PROBLEMS TO WORK ON ::
A. In the awin tree description, retype the passage from "Synonyms: Dialium guianeense" to "finely hairy beneath." word for word.
B. According to the awin tree description, what is the tree's bark like?
C. Continue the description of the awin tree from the point where it ends.

SOURCE EXTRACT ::
==*==
Dialium guineense)

A tree of awin  

Family: Fabaceae – Caesalpinioideae

Synonyms: Dialium guianeense

Other names: Kosito

Awin is a native of West Africa.  It grows wild in the forests of many countries of that region.


A large tree upto 30 m high, with a densely leafy crown, but often shrubby;  bole without buttresses, bark smooth, grey; slash reddish, yielding a little red gum.

Fruits of awin

           Leaves sometimes finely hairy, with a common stalk 5-13 cm long, with an odd terminal leaflet and usually 2 pairs of opposite or alternate leaflets, the lower pair being somewhat smaller; leaflets mostly 3.5-10 x 2.5-5 cm, elliptic to broadly elliptic, sometimes slightly obovate; blunt at the apex or abruptly and shortly acuminate, symmetrical and rounded or slightly cuneate at the base; leathery, glabrous above and with the midrib slightly sunken, sometimes finely hairy beneath.

Awin tree in bloom

           Flowers usually whitish, in large terminal, or occasionally axillary panicles up to 30 cm long; branches spreading out widely and more or less horizontally; the whole infloresence at first covered with very short, brownish hairs; individual flowers with short stout stalks, the buds about 2 mm long.

           Fruits more or less circular and flattened, but sometimes almost globose, up to 2.5 cm in diameter, densely velvety, black; each fruit with a stalk about 6 mm long with a little collar near the apex, with a brittle shell enclosing 1 seed (or exceptionally 2), embedded in a dry, brownish, sweetly acidic, edible pulp.
==*==
SOURCE DATA ::
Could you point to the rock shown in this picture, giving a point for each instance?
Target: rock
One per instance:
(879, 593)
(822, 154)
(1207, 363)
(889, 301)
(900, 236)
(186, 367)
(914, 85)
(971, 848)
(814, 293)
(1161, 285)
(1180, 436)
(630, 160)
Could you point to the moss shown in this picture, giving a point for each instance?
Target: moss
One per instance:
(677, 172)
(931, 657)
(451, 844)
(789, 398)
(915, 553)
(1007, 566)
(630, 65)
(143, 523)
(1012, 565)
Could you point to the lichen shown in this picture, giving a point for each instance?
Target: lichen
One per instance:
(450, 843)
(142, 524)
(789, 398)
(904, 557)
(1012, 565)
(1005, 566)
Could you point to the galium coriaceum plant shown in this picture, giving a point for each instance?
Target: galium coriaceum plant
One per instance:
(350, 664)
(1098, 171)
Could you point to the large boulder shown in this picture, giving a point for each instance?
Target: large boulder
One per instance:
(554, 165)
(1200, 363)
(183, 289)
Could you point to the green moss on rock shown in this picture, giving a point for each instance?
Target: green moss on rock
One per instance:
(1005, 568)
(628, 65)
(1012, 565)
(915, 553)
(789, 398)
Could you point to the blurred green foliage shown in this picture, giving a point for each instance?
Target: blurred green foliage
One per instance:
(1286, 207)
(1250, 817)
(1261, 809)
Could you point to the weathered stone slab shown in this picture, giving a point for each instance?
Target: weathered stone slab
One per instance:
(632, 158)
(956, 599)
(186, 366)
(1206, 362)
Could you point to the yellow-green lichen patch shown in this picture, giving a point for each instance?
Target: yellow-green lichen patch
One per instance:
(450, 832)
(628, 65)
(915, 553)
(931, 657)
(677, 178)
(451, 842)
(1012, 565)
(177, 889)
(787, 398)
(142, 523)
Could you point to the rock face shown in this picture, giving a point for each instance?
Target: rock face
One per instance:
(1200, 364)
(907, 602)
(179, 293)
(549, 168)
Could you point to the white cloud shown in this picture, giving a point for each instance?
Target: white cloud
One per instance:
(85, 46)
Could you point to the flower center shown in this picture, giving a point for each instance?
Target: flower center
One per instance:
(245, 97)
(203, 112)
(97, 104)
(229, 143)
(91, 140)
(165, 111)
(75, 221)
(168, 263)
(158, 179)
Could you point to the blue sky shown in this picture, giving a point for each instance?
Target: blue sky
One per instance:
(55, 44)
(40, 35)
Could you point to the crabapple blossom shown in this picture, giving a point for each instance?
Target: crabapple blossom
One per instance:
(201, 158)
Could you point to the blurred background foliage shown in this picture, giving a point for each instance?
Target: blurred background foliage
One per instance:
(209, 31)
==*==
LIST OF ANSWERS ::
A.
Synonyms: Dialium guianeense

Other names: Kosito

Awin is a native of West Africa.  It grows wild in the forests of many countries of that region.


A large tree upto 30 m high, with a densely leafy crown, but often shrubby;  bole without buttresses, bark smooth, grey; slash reddish, yielding a little red gum.

Fruits of awin

           Leaves sometimes finely hairy, with a common stalk 5-13 cm long, with an odd terminal leaflet and usually 2 pairs of opposite or alternate leaflets, the lower pair being somewhat smaller; leaflets mostly 3.5-10 x 2.5-5 cm, elliptic to broadly elliptic, sometimes slightly obovate; blunt at the apex or abruptly and shortly acuminate, symmetrical and rounded or slightly cuneate at the base; leathery, glabrous above and with the midrib slightly sunken, sometimes finely hairy beneath.

B. The bark is smooth and grey.

C.
Awin foliage


Awin pulp tastes sweet sour.  It is peeled and eaten raw.  It can, however, be a little constipating if eaten too much.

            A drink is prepared from the pulp by soaking it in water.  This drink is quite thirst quenching and refreshing.

            Leaves, which are somewhat bitter, are cooked in Ghana to make a local dish called domoda.  This dish tastes sweet and bitter.

The wood is hard and is put to several uses including timber.

            Bark and leaves of awin tree are used as medicine in West Africa for several diseases.


Though awin fruits are widely consumed in West Africa, but still the tree is categorized as a timber tree.  It is not planted for its fruits.

            New plants can be raised from seed which do not germinate easily.   Mechanical scarification is recommended to promote germination.

           The seeds can be sown in beds containing a mixture of equal parts of forest topsoil and river sand. They are buried just below the soil surface and a layer of sawdust is spread on top. The beds should be shaded and regularly watered twice a day.